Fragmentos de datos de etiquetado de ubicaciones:
━━━

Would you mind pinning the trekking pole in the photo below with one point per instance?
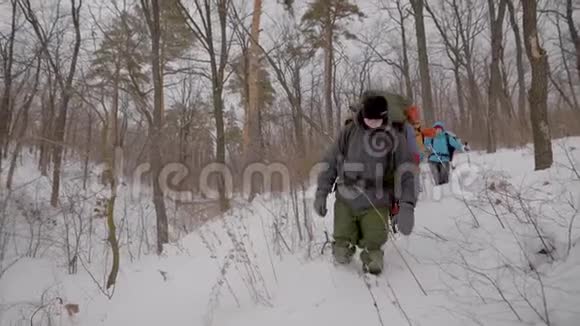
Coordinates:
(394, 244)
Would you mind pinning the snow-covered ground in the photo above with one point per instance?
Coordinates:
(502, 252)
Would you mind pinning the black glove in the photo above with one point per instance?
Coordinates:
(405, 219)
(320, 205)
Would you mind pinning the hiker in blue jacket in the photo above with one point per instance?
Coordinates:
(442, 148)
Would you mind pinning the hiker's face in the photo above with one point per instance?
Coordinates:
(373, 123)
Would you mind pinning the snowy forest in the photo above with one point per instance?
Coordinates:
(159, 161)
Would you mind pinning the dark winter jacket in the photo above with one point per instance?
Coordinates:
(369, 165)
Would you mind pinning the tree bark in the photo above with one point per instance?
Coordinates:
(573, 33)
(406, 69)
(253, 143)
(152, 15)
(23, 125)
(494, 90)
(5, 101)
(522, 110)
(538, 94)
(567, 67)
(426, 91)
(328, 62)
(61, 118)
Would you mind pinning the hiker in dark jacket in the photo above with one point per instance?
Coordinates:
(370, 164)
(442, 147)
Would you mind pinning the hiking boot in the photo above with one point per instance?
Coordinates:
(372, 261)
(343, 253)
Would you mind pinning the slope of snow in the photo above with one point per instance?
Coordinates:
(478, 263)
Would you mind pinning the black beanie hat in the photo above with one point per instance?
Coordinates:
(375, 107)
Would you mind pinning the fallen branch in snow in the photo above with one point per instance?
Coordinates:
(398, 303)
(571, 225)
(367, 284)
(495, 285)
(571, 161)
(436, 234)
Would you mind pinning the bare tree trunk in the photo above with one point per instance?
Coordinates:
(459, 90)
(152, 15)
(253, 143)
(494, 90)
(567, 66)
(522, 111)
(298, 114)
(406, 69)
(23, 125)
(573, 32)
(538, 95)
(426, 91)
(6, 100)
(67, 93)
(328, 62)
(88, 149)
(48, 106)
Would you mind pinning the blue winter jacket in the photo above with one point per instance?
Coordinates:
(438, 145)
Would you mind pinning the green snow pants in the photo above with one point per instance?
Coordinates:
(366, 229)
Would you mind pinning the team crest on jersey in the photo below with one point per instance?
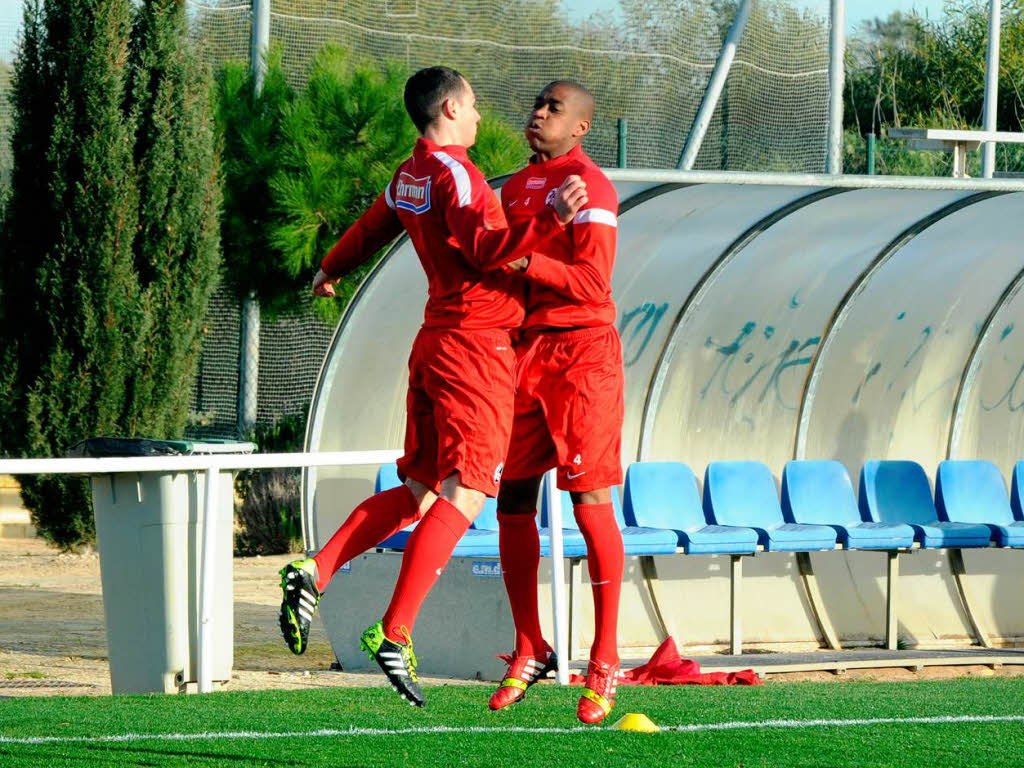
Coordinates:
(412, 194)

━━━

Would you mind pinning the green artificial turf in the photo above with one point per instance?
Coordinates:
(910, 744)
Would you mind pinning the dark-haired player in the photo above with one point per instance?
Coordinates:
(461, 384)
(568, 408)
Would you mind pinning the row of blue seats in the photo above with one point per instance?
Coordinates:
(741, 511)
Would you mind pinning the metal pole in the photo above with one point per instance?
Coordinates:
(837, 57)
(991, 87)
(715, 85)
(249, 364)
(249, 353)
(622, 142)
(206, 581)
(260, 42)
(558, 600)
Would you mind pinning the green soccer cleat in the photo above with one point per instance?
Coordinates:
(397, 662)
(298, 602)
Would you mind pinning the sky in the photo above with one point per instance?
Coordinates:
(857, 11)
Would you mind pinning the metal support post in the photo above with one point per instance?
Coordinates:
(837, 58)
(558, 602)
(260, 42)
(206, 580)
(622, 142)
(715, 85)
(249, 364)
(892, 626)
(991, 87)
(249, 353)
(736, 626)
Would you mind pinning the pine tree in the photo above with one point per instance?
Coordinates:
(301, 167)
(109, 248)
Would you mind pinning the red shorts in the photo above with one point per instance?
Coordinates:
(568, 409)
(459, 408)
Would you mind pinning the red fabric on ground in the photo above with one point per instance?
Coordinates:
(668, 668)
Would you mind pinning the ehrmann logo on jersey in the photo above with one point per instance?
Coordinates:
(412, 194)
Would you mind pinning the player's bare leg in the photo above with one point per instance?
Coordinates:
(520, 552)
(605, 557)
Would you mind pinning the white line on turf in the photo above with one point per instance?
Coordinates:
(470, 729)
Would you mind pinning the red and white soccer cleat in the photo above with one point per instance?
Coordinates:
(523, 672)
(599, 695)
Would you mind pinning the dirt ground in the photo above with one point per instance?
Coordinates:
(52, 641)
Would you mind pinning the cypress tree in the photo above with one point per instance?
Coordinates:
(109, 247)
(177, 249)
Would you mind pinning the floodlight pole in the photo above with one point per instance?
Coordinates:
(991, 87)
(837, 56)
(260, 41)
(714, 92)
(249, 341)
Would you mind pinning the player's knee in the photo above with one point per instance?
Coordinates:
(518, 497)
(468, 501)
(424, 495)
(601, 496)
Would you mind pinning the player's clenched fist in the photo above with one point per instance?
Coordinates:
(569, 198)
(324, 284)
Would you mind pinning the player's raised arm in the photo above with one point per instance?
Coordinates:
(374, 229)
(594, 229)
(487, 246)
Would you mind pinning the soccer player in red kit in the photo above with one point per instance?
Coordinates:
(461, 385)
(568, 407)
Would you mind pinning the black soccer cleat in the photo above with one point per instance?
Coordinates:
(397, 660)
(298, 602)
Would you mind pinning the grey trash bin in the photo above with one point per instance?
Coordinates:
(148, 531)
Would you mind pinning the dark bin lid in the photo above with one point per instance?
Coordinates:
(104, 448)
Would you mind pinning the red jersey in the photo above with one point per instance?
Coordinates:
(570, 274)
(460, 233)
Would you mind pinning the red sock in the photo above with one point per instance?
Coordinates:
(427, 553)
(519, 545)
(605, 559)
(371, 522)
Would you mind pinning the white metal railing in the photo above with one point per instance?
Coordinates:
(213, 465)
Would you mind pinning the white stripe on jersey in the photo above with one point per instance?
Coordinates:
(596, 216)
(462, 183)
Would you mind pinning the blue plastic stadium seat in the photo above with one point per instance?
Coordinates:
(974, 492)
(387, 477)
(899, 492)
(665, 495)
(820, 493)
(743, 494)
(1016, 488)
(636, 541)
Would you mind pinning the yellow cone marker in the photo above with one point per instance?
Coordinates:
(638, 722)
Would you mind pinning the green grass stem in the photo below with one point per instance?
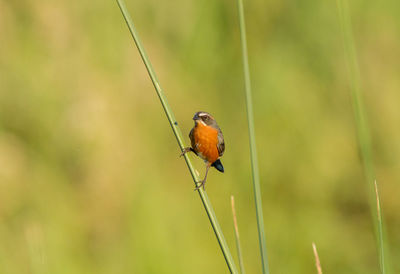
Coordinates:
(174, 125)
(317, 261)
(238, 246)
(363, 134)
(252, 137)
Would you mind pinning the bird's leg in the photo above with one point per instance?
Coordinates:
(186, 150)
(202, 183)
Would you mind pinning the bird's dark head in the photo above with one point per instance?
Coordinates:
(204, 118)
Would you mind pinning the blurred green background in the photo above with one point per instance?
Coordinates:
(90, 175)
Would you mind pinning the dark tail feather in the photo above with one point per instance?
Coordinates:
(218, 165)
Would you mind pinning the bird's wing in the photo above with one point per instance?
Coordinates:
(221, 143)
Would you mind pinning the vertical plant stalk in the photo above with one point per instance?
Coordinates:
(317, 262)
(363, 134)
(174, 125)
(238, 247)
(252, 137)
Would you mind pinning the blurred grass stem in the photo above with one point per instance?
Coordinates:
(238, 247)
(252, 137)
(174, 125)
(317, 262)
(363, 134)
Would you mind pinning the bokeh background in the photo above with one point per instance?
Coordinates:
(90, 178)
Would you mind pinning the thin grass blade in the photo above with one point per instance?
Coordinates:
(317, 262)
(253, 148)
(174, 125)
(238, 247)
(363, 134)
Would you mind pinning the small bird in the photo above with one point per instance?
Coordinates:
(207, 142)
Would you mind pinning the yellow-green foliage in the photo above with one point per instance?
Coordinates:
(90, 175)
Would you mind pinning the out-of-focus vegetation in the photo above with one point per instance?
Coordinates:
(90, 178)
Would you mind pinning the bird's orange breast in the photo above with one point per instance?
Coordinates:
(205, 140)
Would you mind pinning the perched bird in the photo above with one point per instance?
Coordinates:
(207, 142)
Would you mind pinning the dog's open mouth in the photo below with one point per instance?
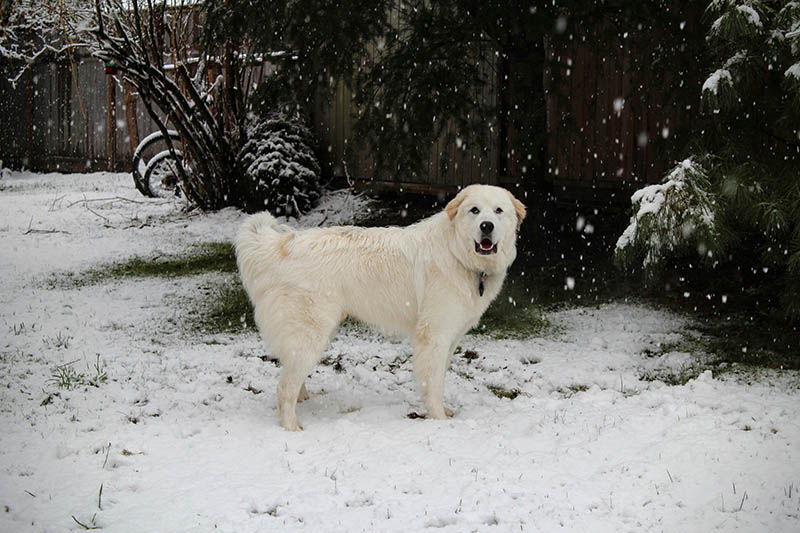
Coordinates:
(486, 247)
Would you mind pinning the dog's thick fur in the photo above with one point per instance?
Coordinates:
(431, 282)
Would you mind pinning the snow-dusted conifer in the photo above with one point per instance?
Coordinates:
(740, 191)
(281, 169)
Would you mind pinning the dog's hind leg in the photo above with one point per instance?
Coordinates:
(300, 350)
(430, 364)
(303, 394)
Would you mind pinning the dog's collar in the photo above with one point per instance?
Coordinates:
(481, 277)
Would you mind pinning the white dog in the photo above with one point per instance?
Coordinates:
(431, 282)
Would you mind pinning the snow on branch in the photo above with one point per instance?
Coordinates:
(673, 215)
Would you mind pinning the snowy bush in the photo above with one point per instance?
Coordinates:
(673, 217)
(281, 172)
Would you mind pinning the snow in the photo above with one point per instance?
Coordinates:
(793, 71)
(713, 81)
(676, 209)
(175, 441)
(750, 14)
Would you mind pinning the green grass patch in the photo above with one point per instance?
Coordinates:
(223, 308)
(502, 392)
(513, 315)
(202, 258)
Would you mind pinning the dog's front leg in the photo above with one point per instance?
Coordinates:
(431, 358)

━━━

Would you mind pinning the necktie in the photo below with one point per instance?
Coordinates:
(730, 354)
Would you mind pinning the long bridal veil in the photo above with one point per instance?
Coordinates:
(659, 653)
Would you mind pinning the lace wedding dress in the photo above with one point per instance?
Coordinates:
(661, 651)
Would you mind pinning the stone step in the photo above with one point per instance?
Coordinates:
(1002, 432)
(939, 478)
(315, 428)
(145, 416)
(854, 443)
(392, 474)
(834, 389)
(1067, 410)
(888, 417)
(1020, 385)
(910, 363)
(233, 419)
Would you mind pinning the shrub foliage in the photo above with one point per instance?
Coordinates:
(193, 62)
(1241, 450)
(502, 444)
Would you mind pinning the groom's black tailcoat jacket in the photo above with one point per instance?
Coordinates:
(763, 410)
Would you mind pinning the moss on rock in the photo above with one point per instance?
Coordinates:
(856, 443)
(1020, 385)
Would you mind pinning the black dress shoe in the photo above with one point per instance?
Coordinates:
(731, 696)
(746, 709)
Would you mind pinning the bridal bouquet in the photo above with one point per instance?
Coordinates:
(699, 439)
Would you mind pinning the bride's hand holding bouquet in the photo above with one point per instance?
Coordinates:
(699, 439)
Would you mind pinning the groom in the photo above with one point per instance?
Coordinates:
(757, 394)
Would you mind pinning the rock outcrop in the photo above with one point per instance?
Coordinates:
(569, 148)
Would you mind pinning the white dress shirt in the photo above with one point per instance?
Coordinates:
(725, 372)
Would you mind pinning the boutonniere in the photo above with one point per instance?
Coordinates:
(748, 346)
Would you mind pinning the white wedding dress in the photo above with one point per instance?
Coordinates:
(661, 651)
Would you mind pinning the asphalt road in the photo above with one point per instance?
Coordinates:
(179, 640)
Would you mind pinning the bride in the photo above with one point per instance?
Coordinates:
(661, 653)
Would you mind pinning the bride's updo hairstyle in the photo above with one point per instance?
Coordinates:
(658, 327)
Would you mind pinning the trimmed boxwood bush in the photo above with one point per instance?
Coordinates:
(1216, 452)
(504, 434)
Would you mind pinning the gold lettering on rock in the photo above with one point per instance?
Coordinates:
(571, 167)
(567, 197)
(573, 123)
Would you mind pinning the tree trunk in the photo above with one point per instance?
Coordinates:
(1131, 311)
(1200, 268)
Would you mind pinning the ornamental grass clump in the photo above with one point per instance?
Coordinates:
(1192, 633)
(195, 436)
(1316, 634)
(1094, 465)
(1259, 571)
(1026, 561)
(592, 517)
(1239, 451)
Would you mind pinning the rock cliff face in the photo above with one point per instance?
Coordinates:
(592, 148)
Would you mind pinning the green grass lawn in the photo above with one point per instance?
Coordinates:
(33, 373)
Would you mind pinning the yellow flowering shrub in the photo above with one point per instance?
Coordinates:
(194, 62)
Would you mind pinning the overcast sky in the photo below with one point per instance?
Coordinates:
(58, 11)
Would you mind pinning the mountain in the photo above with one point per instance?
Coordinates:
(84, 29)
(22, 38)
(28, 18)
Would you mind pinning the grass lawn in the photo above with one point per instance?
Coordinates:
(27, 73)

━━━

## Tus instrucciones
Transcribe sin cambios las líneas del material que van desde la que contiene "Would you mind pinning the boutonniere" hasta la que contiene "(1200, 268)", ambas incluidas.

## Respuesta completa
Would you mind pinning the boutonniere in the photo above with one point per instance?
Coordinates:
(748, 346)
Would you mind pinning the white wedding dress in the photo above with one point per instance?
Coordinates:
(661, 651)
Would you mind pinning the asphalt road in the photo above with one point per instance?
Coordinates:
(179, 640)
Would you mind pinning the bride in the photo above with one point per instance?
Coordinates:
(661, 653)
Would you mind pinning the bride's updo hairstyle in the photo above with one point per instance?
Coordinates:
(658, 327)
Would you mind pinning the trimmed boxwood bush in the photo above with one point per instance?
Coordinates:
(1216, 452)
(504, 434)
Would you mind pinning the gold lettering on rock in the photo above with one point per instance?
Coordinates:
(571, 167)
(567, 197)
(573, 123)
Would you mind pinning the tree trunk in the photo above with one point per instance?
Coordinates:
(1131, 311)
(1200, 268)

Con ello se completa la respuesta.